The problem :: Copy each entry below exactly.

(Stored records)
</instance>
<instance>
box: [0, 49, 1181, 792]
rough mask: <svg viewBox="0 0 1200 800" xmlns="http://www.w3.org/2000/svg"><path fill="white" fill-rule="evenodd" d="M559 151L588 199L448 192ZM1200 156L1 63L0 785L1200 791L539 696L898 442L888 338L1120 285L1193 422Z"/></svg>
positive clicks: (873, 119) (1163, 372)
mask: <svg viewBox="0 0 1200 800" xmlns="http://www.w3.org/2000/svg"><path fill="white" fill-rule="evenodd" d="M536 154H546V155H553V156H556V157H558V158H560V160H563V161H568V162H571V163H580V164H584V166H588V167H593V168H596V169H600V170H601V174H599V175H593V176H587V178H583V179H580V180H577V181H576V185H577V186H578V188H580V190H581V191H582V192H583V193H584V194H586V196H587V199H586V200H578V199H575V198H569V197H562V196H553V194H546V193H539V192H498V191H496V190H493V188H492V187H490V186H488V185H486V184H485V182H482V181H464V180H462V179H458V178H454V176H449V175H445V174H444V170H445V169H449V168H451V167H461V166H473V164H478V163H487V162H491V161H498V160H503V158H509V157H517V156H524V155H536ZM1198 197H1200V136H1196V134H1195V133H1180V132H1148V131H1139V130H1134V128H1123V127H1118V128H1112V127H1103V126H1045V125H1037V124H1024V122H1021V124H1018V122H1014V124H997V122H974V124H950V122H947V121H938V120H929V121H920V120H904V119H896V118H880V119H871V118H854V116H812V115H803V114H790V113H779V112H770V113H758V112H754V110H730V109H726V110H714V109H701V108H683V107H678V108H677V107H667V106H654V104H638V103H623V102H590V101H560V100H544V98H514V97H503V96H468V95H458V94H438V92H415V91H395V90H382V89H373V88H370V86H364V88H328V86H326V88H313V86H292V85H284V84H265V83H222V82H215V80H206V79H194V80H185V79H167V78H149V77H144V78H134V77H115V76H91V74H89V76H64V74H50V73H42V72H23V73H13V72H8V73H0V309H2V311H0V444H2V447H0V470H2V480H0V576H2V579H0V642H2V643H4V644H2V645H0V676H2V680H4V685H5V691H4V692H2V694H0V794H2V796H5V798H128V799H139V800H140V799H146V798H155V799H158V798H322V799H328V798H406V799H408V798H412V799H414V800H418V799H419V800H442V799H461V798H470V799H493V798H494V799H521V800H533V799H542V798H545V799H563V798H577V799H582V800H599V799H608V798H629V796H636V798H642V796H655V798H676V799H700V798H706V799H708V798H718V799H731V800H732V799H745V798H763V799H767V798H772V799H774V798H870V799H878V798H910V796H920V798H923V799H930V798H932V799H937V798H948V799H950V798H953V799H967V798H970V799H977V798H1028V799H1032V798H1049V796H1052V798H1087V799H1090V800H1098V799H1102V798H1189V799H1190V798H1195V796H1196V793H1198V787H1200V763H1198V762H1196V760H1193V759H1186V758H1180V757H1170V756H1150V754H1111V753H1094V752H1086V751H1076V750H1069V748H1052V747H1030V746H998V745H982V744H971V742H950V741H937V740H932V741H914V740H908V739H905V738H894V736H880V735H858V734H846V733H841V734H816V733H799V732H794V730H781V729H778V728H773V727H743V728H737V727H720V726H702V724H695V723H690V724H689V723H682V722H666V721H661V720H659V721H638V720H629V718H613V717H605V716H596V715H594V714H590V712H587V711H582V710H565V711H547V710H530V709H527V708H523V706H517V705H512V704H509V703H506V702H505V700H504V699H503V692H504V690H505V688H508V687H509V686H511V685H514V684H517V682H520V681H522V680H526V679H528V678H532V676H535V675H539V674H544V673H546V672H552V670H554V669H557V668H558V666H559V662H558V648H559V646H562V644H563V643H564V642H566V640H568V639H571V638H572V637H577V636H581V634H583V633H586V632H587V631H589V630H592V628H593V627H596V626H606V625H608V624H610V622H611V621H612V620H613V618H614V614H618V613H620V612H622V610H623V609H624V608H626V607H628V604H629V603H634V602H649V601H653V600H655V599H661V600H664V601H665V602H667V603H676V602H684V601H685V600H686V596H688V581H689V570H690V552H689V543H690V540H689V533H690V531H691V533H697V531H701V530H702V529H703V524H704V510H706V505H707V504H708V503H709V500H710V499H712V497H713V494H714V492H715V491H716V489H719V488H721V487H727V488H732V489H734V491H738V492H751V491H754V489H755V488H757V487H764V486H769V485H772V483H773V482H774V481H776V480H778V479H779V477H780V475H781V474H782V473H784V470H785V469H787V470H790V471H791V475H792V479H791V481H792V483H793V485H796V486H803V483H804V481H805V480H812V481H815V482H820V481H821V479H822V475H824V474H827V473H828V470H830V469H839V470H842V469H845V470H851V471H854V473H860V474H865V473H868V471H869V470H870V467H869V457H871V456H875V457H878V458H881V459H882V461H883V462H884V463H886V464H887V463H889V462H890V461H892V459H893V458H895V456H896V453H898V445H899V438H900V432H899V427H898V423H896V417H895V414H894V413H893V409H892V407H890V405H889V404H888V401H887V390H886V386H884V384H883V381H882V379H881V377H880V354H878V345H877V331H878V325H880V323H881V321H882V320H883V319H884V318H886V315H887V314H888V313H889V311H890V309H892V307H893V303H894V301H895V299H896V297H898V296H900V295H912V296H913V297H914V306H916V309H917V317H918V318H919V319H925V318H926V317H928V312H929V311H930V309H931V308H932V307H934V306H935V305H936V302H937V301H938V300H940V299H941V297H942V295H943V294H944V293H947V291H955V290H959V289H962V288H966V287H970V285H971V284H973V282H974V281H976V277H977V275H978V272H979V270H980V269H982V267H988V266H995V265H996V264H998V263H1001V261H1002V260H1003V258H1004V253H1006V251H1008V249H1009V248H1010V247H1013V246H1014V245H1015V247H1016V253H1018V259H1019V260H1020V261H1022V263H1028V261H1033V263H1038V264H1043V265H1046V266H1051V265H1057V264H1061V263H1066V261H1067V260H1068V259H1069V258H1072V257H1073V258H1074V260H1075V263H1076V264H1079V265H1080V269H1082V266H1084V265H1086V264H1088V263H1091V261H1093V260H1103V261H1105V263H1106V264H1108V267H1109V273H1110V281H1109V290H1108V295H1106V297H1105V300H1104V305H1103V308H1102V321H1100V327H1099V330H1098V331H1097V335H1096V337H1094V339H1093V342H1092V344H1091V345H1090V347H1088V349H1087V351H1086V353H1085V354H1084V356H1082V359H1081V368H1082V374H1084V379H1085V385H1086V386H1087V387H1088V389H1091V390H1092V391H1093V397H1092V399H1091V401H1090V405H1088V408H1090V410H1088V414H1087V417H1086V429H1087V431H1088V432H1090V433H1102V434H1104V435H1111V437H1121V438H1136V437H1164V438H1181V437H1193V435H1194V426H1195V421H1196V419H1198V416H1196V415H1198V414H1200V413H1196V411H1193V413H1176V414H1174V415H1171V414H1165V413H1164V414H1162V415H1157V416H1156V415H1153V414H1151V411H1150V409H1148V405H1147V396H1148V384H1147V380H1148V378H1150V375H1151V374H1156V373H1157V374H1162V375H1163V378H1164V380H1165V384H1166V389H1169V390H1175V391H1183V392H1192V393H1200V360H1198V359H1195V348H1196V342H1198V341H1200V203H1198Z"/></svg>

Output ::
</instance>
<instance>
box: [0, 49, 1181, 792]
rough mask: <svg viewBox="0 0 1200 800" xmlns="http://www.w3.org/2000/svg"><path fill="white" fill-rule="evenodd" d="M559 151L588 199L448 192ZM1200 156L1 63L0 785L1200 791L539 696L898 442L888 338L1120 285L1193 422Z"/></svg>
positive clicks: (873, 119) (1163, 372)
mask: <svg viewBox="0 0 1200 800" xmlns="http://www.w3.org/2000/svg"><path fill="white" fill-rule="evenodd" d="M536 154H546V155H553V156H556V157H558V158H560V160H563V161H568V162H571V163H580V164H584V166H588V167H593V168H596V169H600V170H601V174H599V175H593V176H587V178H583V179H580V180H577V181H576V185H577V186H578V188H580V190H581V191H582V192H583V193H584V194H586V196H587V199H586V200H578V199H575V198H569V197H562V196H553V194H546V193H539V192H498V191H496V190H493V188H492V187H490V186H488V185H486V184H485V182H482V181H464V180H462V179H458V178H454V176H449V175H445V174H444V170H445V169H449V168H451V167H461V166H473V164H478V163H487V162H491V161H498V160H503V158H509V157H517V156H524V155H536ZM1198 197H1200V136H1196V134H1195V133H1180V132H1148V131H1139V130H1134V128H1123V127H1118V128H1112V127H1103V126H1045V125H1037V124H1024V122H1021V124H1018V122H1014V124H997V122H974V124H950V122H947V121H938V120H929V121H920V120H904V119H896V118H880V119H871V118H854V116H812V115H803V114H790V113H779V112H770V113H758V112H754V110H730V109H726V110H714V109H701V108H683V107H678V108H677V107H667V106H654V104H638V103H623V102H590V101H560V100H544V98H514V97H503V96H468V95H458V94H438V92H415V91H395V90H382V89H373V88H370V86H364V88H328V86H326V88H313V86H292V85H284V84H265V83H222V82H215V80H206V79H194V80H185V79H167V78H149V77H144V78H134V77H115V76H91V74H89V76H64V74H50V73H42V72H23V73H13V72H8V73H0V309H2V311H0V444H2V447H0V470H2V480H0V576H2V579H0V642H2V643H4V644H2V645H0V676H2V680H4V685H5V691H4V692H2V694H0V794H2V796H5V798H128V799H139V800H140V799H146V798H155V799H158V798H322V799H328V798H406V799H408V798H412V799H414V800H418V799H419V800H442V799H461V798H470V799H493V798H494V799H521V800H533V799H542V798H545V799H563V798H577V799H582V800H599V799H608V798H629V796H636V798H642V796H655V798H676V799H700V798H706V799H708V798H718V799H731V800H732V799H745V798H763V799H767V798H772V799H774V798H870V799H878V798H910V796H920V798H923V799H930V798H932V799H937V798H948V799H950V798H953V799H967V798H970V799H977V798H1028V799H1032V798H1049V796H1052V798H1087V799H1090V800H1098V799H1102V798H1189V799H1190V798H1195V796H1196V793H1198V787H1200V763H1198V762H1196V760H1193V759H1186V758H1180V757H1170V756H1150V754H1111V753H1094V752H1086V751H1076V750H1069V748H1052V747H1030V746H998V745H982V744H971V742H950V741H937V740H932V741H914V740H908V739H905V738H894V736H880V735H858V734H846V733H841V734H816V733H799V732H794V730H781V729H778V728H773V727H743V728H737V727H720V726H702V724H695V723H690V724H689V723H682V722H666V721H661V720H659V721H638V720H629V718H613V717H605V716H596V715H594V714H590V712H587V711H582V710H565V711H547V710H530V709H527V708H523V706H517V705H512V704H509V703H506V702H505V700H504V699H503V692H504V690H505V688H508V687H509V686H511V685H514V684H517V682H520V681H522V680H526V679H528V678H532V676H535V675H539V674H544V673H546V672H552V670H554V669H557V668H558V666H559V662H558V648H559V646H562V644H563V643H564V642H566V640H568V639H571V638H572V637H577V636H581V634H583V633H586V632H587V631H589V630H592V628H593V627H596V626H606V625H608V624H610V622H611V621H612V620H613V618H614V614H618V613H620V612H622V610H623V609H624V608H626V607H628V604H629V603H634V602H649V601H653V600H655V599H661V600H664V601H665V602H667V603H676V602H684V601H685V600H686V596H688V581H689V570H690V552H689V543H690V540H689V533H690V531H691V533H697V531H701V530H702V529H703V524H704V510H706V505H707V504H708V503H709V500H710V499H712V497H713V494H714V492H715V491H716V489H719V488H721V487H727V488H732V489H734V491H738V492H751V491H754V489H755V488H757V487H764V486H769V485H772V483H773V482H774V481H776V480H778V479H779V477H780V475H781V474H782V473H784V470H785V469H787V470H790V471H791V475H792V479H791V481H792V483H793V485H796V486H803V483H804V481H805V480H812V481H815V482H820V481H821V479H822V475H824V474H827V473H828V470H830V469H839V470H842V469H845V470H851V471H854V473H860V474H865V473H868V471H869V470H870V467H869V457H871V456H875V457H878V458H881V459H882V461H883V462H884V463H886V464H887V463H889V462H890V461H892V459H893V458H895V456H896V453H898V445H899V438H900V432H899V427H898V423H896V417H895V414H894V413H893V409H892V407H890V405H889V404H888V401H887V390H886V386H884V384H883V381H882V379H881V377H880V354H878V345H877V331H878V325H880V323H881V321H882V320H883V319H884V318H886V315H887V314H888V313H889V311H890V309H892V307H893V303H894V301H895V299H896V297H898V296H900V295H912V296H913V297H914V306H916V309H917V317H918V318H919V319H925V318H926V317H928V312H929V311H930V309H931V308H932V307H934V306H935V305H936V302H937V301H938V300H940V299H941V297H942V295H943V294H944V293H947V291H955V290H959V289H962V288H966V287H970V285H971V284H973V282H974V281H976V277H977V275H978V272H979V270H980V269H982V267H988V266H995V265H996V264H998V263H1001V261H1002V260H1003V258H1004V253H1006V251H1008V249H1009V248H1010V247H1013V246H1014V245H1015V247H1016V253H1018V259H1019V260H1020V261H1022V263H1028V261H1033V263H1038V264H1043V265H1046V266H1051V265H1057V264H1061V263H1066V261H1067V260H1068V259H1069V258H1072V257H1073V258H1074V260H1075V263H1076V264H1079V265H1080V269H1082V266H1084V265H1086V264H1088V263H1091V261H1093V260H1103V261H1105V263H1106V264H1108V267H1109V273H1110V281H1109V290H1108V295H1106V297H1105V300H1104V305H1103V308H1102V321H1100V327H1099V330H1098V331H1097V335H1096V337H1094V339H1093V342H1092V344H1091V345H1090V347H1088V349H1087V351H1086V353H1085V354H1084V356H1082V359H1081V368H1082V374H1084V379H1085V385H1086V386H1087V387H1088V389H1091V390H1092V391H1093V397H1092V399H1091V401H1090V405H1088V408H1090V410H1088V414H1087V417H1086V429H1087V431H1088V432H1090V433H1102V434H1104V435H1111V437H1121V438H1136V437H1164V438H1181V437H1193V435H1194V426H1195V421H1196V419H1198V416H1196V415H1198V414H1200V413H1196V411H1193V413H1176V414H1174V415H1171V414H1165V413H1164V414H1162V415H1157V416H1156V415H1153V414H1151V411H1150V409H1148V405H1147V396H1148V384H1147V380H1148V378H1150V375H1151V374H1156V373H1157V374H1162V375H1163V378H1164V380H1165V384H1166V389H1169V390H1175V391H1183V392H1192V393H1200V360H1198V359H1195V348H1196V342H1198V341H1200V203H1198Z"/></svg>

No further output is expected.